##### Data to use

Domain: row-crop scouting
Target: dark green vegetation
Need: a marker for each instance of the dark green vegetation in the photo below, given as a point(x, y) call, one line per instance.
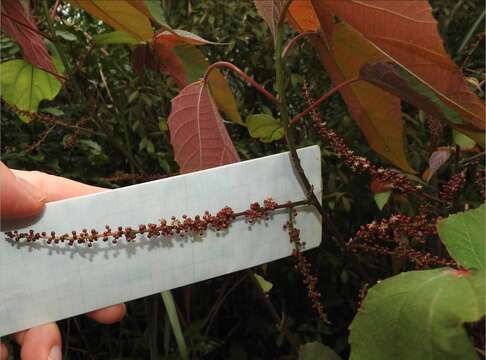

##########
##### Data to use

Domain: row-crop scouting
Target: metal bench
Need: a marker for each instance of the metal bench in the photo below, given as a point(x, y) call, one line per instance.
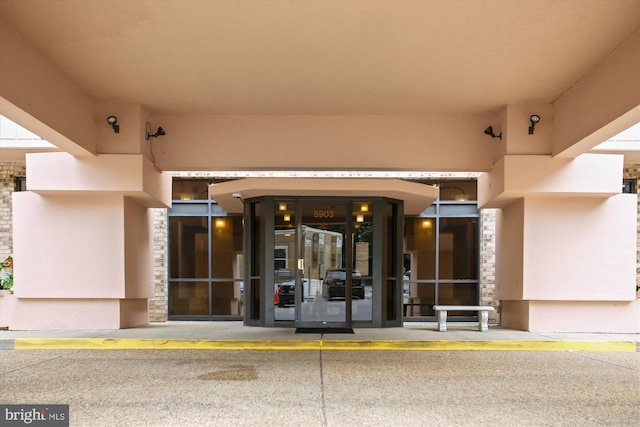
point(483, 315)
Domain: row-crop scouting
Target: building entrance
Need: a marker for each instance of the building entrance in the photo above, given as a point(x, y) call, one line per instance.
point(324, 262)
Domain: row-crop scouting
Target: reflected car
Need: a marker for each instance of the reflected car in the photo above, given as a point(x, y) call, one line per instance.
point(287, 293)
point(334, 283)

##########
##### Data to use

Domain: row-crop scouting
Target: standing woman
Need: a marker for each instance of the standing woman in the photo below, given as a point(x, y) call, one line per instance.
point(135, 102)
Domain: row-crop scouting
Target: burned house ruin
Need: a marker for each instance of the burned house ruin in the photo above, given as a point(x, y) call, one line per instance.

##########

Written instruction: Which lines in the material above contain the string "Target"? List every such line in full. Case matters.

Exercise result:
Target: dark green vegetation
Target: metal bench
Target: building entrance
Target: reflected car
Target: standing woman
Target: burned house ruin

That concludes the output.